_DIRECTION 1_
From the documentation on dynamic GPU allocation, list every interface through which the VH_GPUS setting is said to work.
_DIRECTION 2_
Extend the documentation on dynamic GPU allocation by writing what would come after its final sentence.

_DOCUMENT PASSAGE_
You can allocate a variable number of GPUs to each execution. This will allow you to efficiently use the GPU resources on an on-premise machine with multiple GPUs and run more jobs concurrently. This feature is not enabled by default. Your organization administrator needs to set up this feature first before it can be used.
Dynamic resources are effective only on specific environment types
Dynamic resource controls are available, or even needed, only in specific environments.
For example, when using auto-scaling cloud machines, you can select an instance type to match your needs from the get-go so further splitting the resources is not necessary.
In a Kubernetes environment, the resources are managed by runtime configuration, so the resources do not need to be defined separately.
Environments of Virtual Machine (Dispatch)
type i.e., dispatch mode environments running dispatch mode workers, allow users to specify how many GPUs each execution should use instead of relying on the environment selection (most environments) or runtime configuration (Kubernetes environments) settings.
Setups like this allow, for example, more efficient resource utilization of on-premises GPUs without an additional scheduling layer like Kubernetes.
Setting the number of GPUs
You specify the number of GPUs through the VH_GPUS
environment variable on the execution.
VH_GPUS=2
This means that your execution will be allocated 2 GPUs on one of the machines in the environment. It will remain in the queue until there are 2 GPUs available on any of the machines in the environment.
This works through all the usual interfaces, be it web UI, CLI, API or pre-defined in the Valohai YAML.

_EXTRACTED MATERIAL_
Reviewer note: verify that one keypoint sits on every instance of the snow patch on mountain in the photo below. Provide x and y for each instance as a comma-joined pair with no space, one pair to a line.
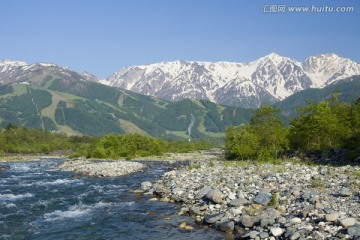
266,80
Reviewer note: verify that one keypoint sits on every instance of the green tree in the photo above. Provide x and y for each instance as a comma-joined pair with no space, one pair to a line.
269,129
355,124
241,142
315,128
263,138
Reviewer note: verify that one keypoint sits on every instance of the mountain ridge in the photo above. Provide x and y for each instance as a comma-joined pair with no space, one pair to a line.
266,80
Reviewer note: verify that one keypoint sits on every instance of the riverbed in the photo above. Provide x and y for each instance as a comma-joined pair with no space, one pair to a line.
38,201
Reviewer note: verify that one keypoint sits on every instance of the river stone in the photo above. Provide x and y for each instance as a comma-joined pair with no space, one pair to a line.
238,202
213,218
317,235
195,211
276,231
227,226
342,176
347,222
182,225
203,192
331,217
189,228
215,196
247,221
295,236
263,198
295,221
263,235
267,221
354,230
146,185
345,192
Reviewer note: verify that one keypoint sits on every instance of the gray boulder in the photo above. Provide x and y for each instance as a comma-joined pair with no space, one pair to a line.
262,198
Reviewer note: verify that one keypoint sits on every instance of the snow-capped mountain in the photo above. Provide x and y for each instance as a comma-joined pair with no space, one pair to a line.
17,71
266,80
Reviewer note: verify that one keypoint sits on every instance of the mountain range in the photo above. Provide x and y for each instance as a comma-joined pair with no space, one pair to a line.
48,96
266,80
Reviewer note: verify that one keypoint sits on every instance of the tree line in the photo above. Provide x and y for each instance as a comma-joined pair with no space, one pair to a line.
318,126
19,140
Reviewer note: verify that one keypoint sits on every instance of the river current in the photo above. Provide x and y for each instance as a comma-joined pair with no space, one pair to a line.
37,201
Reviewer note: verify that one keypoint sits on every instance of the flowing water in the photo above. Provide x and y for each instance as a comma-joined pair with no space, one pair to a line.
37,201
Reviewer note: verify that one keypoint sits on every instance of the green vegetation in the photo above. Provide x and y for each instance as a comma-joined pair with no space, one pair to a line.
28,141
317,127
74,106
262,139
20,140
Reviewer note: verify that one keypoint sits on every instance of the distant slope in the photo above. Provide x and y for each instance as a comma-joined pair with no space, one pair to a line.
77,106
348,89
266,80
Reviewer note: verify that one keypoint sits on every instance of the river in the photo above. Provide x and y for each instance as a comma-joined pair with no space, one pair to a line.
37,201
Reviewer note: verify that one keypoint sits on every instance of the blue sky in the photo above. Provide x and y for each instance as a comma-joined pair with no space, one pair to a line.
101,36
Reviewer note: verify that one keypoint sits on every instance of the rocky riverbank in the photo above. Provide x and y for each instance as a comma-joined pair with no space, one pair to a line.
102,168
287,201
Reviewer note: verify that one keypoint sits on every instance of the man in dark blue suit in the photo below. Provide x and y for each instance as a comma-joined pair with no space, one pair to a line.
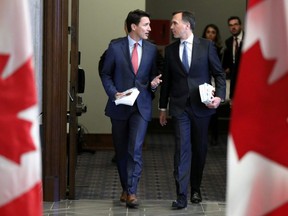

_RIGHT ANSWER 1_
- Web UI
- CLI
- API
- Valohai YAML (pre-defined)

_RIGHT ANSWER 2_
Be careful with the number of GPUs
Be careful with the number of GPUs you request. If you request more GPUs than are available on any of the machines on the environment, your execution will remain in the queue indefinitely.
Dynamic GPUs default to 1
If you don’t specify the VH_GPUS
environment variable on a GPU-machine environment, the execution will default to 1 GPU.
VH_GPUS=0
is not a valid value and will likewise default to 1 GPU.
How are the GPUs allocated?
First come, first served, in general.
If there is a case where multiple executions are in the queue at the same time, workers will prioritize smaller GPU workloads by default. I.e., if two executions are queued, one requesting a single GPU and another requesting 2 GPUs, the workers will pick the single GPU execution first.
Each execution has an internal escalation timeout of 1 hour. If the execution has not been allocated the requested resources within the hour, workers will start deprioritizing smaller workloads until the escalated execution is allocated.
On the worker level, GPUs are allocated in GPU device index order. This would be the same order that tools like nvidia-smi
would list the GPUs.